## TO BE DONE
From the section on explicit feedback, copy word for word the passage starting at "The Netflix dataset" and ending at "with other users.".

## TEXT SHOWN
[start]

22.1 Explicit feedback

We consider the simplest setting in which the user gives explicit feedback in terms of a rating, such as +1 or -1 (for like / dislike) or a score from 1 to 5.

Let $Y\in \R^{M \times N}$ be the rating matrix, for $M$ users and $N$ movies. Typically the matrix will be very large but very sparse since most users will not provide a feedbacks on most items.

We can also view the matrix as a bipartite graph, where the weight of the $u-i$ edge is $Y_{ui}$ . This reflects that we are dealing with relational data, i.e. the values of $u$ and $i$ don’t have intrinsic meaning (they are just indices), it is the fact that $i$ and $j$ are connected that matters.

If $Y_{ui}$ is missing, it could be that user $u$ didn’t interact with item $i$ , or that they knew they wouldn’t like it and choose not to engage with it. In the former case, the data is missing at random whereas in the second the missingness is informative about the true value of $Y_{ui}$ .

We will assume that data is missing at random for simplicity.

22.1.1 Datasets

In 2006, Netflix released a large dataset of 100m movie ratings (from a scale of 1 to 5) from 480k users on 18k movies. Despite its large size, the matrix is 99% sparse (unknown).

The winning team used a combination of techniques, see Lessons from the Netflix Challenge (opens in a new tab).

The Netflix dataset is not available anymore, but the MovieLens group has released an anonymized public dataset of movie ratings, on a scale of 1-5, that can be used for research. There are also the Jester jokes and the BookCrossing datasets.

22.1.2 Collaborative filtering

The original approach to the recommendation problem is called collaborative filtering. The idea is that users collaborate on recommending items by sharing their ratings with other users.

[end]

## RECORDS
[start]

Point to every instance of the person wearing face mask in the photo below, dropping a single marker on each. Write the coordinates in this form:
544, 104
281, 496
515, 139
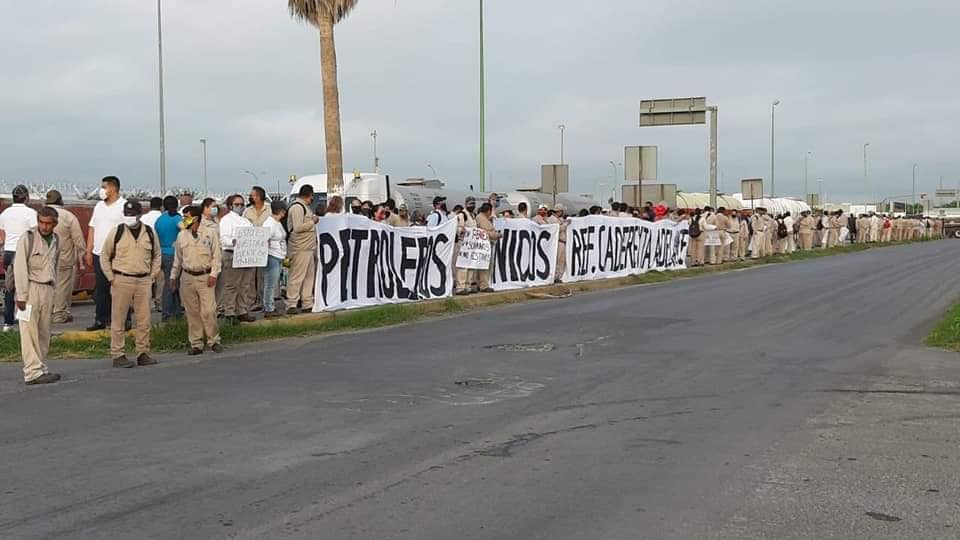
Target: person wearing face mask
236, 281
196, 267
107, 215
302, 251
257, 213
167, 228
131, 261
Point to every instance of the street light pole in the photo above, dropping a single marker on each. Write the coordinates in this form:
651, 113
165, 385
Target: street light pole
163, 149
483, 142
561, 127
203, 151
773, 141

[end]
[start]

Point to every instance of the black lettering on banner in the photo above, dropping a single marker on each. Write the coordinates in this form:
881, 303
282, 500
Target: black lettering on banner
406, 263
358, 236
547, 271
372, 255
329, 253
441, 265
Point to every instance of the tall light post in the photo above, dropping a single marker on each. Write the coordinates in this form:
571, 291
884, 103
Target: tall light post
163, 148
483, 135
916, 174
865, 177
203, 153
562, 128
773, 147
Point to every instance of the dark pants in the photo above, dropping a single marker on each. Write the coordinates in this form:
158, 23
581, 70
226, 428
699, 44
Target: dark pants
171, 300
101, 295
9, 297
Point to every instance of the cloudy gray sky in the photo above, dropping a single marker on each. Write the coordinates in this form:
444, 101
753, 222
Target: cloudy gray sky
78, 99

[end]

## PROBLEM SOLUTION
The Netflix dataset is not available anymore, but the MovieLens group has released an anonymized public dataset of movie ratings, on a scale of 1-5, that can be used for research. There are also the Jester jokes and the BookCrossing datasets.

22.1.2 Collaborative filtering

The original approach to the recommendation problem is called collaborative filtering. The idea is that users collaborate on recommending items by sharing their ratings with other users.